PROBLEM REQUIREMENTS
Below are the records; count how many of their lines hold the string "segment" and give the number alone.
::::::::::
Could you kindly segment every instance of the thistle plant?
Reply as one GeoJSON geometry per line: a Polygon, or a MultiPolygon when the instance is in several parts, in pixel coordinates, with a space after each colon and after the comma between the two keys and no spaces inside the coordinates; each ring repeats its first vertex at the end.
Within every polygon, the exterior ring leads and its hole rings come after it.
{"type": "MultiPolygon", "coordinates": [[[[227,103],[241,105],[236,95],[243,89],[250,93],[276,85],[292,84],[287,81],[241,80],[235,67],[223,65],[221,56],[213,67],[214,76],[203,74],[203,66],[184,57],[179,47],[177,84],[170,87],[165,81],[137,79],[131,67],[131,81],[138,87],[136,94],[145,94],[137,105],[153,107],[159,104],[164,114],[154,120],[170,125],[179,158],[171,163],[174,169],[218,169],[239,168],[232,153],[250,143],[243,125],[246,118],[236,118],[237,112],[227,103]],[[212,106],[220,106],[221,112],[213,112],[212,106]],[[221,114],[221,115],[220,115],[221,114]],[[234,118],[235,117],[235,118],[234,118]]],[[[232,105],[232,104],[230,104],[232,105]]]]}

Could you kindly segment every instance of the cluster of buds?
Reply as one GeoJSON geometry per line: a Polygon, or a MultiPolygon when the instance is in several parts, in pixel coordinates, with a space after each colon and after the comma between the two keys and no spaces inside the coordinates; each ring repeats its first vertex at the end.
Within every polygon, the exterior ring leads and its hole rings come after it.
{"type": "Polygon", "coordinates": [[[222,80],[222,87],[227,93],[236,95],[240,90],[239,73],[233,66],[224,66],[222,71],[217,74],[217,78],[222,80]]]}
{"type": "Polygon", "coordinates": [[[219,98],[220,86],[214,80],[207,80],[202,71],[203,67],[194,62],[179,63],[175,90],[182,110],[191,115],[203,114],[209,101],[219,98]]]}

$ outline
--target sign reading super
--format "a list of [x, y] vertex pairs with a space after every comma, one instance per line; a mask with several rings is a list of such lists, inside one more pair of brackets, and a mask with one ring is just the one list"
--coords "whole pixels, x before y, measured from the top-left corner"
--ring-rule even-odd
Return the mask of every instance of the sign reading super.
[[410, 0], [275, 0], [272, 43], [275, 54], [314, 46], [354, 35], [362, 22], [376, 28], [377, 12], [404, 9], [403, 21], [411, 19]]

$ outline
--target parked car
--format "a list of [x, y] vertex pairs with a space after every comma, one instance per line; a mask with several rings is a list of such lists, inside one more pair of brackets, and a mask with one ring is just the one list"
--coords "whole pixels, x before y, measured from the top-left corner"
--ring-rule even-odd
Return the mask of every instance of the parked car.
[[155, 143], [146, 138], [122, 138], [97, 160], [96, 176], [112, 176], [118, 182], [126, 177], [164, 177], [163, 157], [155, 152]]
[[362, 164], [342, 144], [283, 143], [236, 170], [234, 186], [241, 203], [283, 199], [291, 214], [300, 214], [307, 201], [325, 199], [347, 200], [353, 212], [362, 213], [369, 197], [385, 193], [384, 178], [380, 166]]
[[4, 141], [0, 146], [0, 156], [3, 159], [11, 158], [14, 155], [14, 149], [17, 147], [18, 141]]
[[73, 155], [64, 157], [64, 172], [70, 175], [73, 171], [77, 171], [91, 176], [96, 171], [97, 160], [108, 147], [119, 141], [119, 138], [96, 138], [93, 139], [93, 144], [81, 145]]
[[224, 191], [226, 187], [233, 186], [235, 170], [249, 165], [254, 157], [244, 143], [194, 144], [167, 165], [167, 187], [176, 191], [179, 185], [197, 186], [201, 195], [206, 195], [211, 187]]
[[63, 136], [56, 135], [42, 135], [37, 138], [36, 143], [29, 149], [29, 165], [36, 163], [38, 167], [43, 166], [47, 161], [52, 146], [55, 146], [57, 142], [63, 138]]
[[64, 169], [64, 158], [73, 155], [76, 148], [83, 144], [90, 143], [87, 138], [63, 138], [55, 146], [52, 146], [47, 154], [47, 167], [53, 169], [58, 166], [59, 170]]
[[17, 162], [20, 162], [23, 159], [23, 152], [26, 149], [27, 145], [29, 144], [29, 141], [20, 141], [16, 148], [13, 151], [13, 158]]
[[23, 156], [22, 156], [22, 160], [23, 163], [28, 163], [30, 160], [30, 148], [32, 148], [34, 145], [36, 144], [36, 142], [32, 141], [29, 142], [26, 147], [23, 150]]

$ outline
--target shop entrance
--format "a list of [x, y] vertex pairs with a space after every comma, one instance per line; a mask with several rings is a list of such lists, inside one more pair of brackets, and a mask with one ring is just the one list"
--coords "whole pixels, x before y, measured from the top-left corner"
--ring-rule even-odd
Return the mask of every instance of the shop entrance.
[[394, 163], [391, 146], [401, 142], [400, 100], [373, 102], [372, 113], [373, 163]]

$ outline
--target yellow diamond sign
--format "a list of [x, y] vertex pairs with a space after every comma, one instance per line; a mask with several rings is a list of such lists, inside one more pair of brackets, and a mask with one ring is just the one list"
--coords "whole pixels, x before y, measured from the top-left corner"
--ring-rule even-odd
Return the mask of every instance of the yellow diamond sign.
::::::::::
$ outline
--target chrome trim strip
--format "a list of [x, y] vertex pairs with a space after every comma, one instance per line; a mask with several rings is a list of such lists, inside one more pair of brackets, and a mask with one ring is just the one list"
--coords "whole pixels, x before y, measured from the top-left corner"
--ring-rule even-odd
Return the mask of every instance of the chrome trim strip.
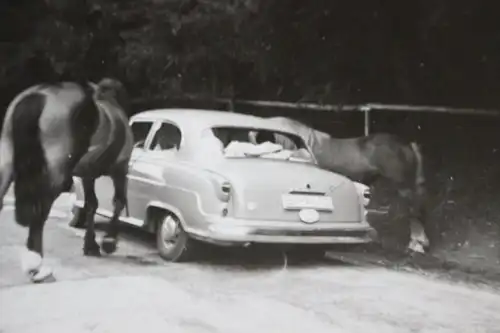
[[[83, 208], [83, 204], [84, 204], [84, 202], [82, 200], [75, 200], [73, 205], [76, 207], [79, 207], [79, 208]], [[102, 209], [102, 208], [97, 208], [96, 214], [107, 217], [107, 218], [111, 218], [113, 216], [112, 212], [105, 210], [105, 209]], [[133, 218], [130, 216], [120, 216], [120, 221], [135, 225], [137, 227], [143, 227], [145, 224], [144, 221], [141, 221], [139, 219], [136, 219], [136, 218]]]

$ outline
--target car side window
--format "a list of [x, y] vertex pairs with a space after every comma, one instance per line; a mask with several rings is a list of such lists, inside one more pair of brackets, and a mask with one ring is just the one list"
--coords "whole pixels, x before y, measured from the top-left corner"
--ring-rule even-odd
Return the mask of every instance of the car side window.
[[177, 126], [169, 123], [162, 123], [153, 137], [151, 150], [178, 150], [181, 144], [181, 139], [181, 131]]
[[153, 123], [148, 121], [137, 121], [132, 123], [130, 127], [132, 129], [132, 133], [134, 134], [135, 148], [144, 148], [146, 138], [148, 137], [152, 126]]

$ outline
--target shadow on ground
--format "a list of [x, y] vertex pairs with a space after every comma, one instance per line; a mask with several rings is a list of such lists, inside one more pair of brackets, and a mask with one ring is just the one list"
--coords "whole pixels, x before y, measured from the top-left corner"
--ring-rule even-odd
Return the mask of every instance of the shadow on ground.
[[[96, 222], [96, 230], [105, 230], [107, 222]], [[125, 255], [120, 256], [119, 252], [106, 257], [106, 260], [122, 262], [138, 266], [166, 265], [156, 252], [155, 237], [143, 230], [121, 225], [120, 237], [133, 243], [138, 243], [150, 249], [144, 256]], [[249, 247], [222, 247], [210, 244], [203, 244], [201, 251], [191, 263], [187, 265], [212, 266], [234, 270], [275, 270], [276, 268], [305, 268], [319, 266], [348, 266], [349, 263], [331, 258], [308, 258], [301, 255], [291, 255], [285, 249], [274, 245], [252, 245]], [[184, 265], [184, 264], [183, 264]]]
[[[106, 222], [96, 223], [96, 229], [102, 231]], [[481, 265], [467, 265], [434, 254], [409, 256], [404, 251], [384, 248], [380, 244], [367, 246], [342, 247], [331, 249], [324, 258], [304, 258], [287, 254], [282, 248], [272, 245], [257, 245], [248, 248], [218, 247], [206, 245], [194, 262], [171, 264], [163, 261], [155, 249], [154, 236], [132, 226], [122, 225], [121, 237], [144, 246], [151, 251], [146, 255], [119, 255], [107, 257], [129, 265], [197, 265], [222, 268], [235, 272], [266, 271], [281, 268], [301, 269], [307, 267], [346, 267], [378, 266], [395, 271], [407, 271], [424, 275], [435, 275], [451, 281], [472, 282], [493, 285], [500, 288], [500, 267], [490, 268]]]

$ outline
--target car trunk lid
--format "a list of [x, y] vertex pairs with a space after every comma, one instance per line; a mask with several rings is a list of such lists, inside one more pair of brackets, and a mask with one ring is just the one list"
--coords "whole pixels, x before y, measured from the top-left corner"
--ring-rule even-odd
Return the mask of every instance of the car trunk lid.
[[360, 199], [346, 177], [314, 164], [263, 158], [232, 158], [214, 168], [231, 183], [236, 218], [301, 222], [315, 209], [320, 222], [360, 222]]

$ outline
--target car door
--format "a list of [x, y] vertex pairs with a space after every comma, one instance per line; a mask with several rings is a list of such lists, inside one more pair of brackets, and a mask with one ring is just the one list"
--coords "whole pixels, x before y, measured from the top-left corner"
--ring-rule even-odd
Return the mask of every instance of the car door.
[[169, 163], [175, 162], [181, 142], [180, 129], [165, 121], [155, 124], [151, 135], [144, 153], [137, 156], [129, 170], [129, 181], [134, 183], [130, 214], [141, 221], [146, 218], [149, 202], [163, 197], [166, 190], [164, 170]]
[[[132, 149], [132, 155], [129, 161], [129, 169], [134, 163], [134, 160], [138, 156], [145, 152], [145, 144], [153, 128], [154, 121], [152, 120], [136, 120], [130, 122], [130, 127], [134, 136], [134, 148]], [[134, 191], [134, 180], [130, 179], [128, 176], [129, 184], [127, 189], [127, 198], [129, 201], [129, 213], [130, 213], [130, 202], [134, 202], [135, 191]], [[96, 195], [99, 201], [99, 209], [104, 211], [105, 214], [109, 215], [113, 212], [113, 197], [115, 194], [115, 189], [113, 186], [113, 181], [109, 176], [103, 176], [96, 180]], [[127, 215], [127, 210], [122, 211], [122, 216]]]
::::::::::
ANSWER TO THIS EXERCISE
2